Directions » Leave out the pictures and return every entry exactly as it appears.
= = = = = = =
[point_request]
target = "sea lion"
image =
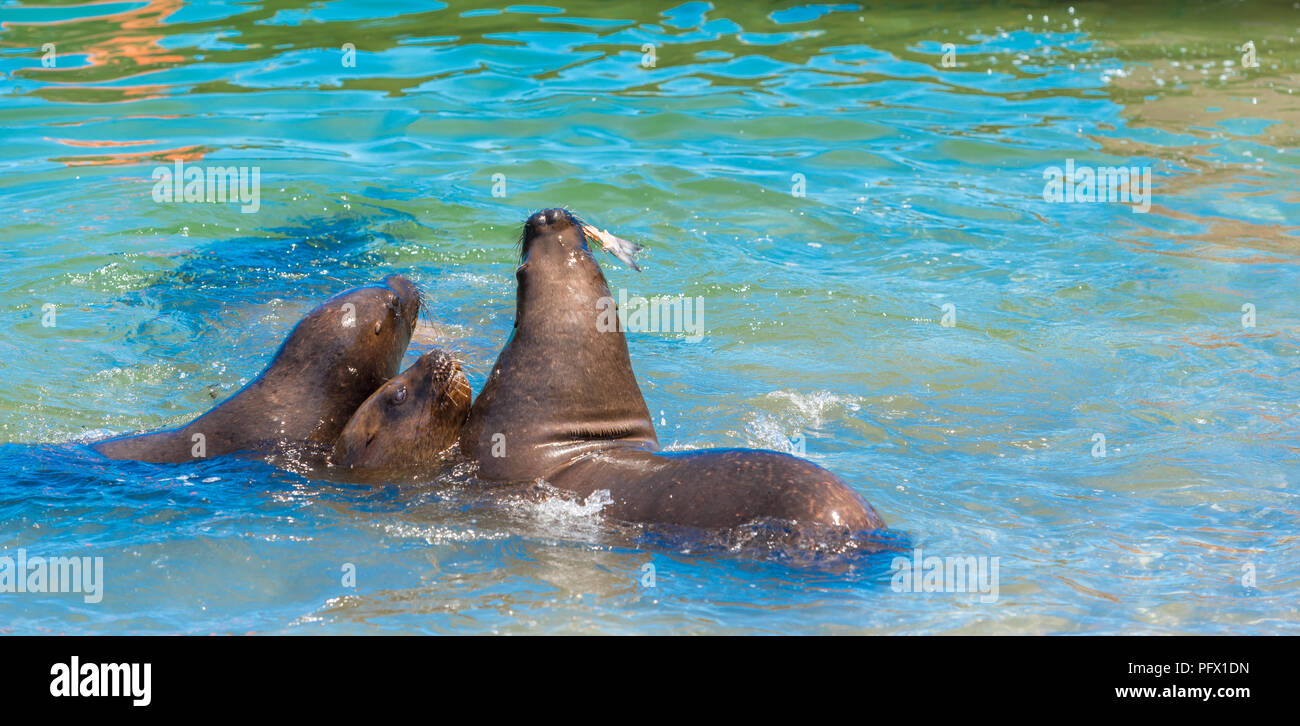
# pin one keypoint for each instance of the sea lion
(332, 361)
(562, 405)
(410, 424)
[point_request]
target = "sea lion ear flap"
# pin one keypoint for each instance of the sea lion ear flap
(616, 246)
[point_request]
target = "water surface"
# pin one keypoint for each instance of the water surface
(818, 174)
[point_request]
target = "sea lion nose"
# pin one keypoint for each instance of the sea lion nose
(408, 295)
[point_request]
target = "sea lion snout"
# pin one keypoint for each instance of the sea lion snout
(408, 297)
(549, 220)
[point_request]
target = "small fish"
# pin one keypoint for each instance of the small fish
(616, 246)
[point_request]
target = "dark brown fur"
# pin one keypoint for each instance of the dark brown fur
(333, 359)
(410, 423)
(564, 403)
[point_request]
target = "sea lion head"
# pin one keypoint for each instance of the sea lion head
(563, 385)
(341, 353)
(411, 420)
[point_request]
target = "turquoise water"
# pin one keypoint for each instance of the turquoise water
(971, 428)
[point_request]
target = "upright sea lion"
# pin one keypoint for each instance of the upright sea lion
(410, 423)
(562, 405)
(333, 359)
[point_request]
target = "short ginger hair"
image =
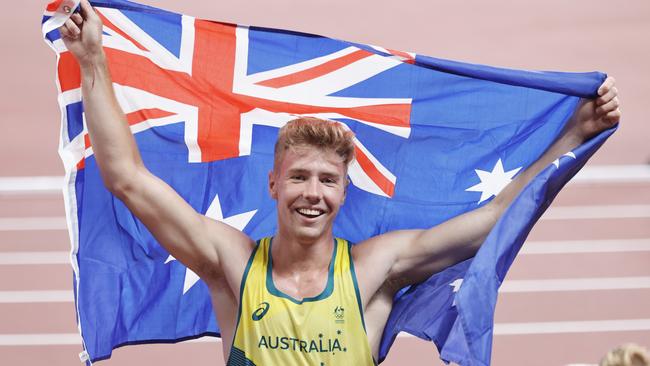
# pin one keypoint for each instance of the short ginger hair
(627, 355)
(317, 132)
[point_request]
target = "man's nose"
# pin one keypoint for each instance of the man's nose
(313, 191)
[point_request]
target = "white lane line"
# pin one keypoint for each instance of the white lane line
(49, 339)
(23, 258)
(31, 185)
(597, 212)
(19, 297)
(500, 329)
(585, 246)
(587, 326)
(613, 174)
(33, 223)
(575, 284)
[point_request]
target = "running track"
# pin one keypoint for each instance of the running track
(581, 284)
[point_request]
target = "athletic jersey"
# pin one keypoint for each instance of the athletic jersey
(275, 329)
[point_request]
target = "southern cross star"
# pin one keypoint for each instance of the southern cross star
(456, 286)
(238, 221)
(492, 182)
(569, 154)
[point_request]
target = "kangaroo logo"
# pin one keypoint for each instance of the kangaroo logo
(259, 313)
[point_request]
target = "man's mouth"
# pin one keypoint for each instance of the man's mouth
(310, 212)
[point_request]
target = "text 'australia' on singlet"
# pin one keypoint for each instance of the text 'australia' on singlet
= = = = = = =
Output below »
[point_request]
target = "sea lion"
image =
# pin one keypoint for each instance of the sea lion
(332, 361)
(562, 405)
(410, 424)
[point_request]
target = "sea lion ear flap"
# pin one keypoint for each instance of the sea lion ear flap
(616, 246)
[point_request]
target = "water surface"
# pin one keypoint for each instance of the water surface
(818, 174)
[point_request]
target = "sea lion nose"
# pin one keypoint for each instance of the sea lion nose
(408, 295)
[point_request]
target = "sea lion snout"
# pin one keypoint for each instance of the sea lion snout
(408, 297)
(549, 220)
[point_request]
target = "small fish"
# pin one keypoint for each instance of the small fish
(616, 246)
[point_request]
target = "dark brown fur"
# pin one keypoint for each instance of the dark brown fur
(333, 359)
(410, 423)
(564, 403)
[point_request]
target = "sea lion head"
# pin one keypoint for each instance of the sea lion head
(563, 385)
(341, 353)
(411, 420)
[point_request]
target = "turquoise water"
# pin one keypoint for each instance of the turquoise water
(971, 428)
[point_request]
target = "upright sea lion"
# pin one keypoint for each instance of the upright sea lion
(410, 423)
(562, 405)
(333, 359)
[point_request]
target = "short ginger hair"
image =
# pin one keypoint for each instance of the short ginger hair
(627, 355)
(317, 132)
[point_request]
target = "man's nose"
# pin one keypoint for each instance of the man's nose
(313, 191)
[point_request]
target = "white lane line"
# pin one keypoint for each instance of the white lane line
(49, 339)
(23, 258)
(31, 185)
(597, 212)
(19, 297)
(500, 329)
(585, 246)
(587, 326)
(613, 174)
(33, 223)
(575, 284)
[point_request]
target = "running track"
# pin one keypoint for each instance of the running track
(581, 284)
[point_request]
target = "athletic jersey"
# pin one keypoint for each instance of the athletic jersey
(275, 329)
[point_request]
target = "southern cross star"
# pin one keypoint for each instance of the southern cross star
(456, 286)
(238, 221)
(492, 182)
(569, 154)
[point_request]
target = "kangaroo logo"
# pin one keypoint for each instance of the kangaroo logo
(259, 313)
[point_request]
target = "man's mouth"
# pin one keypoint for each instance of the man's mouth
(310, 212)
[point_request]
target = "text 'australia' on singlet"
# pin one keypoint for each instance of the text 'australia' on singlet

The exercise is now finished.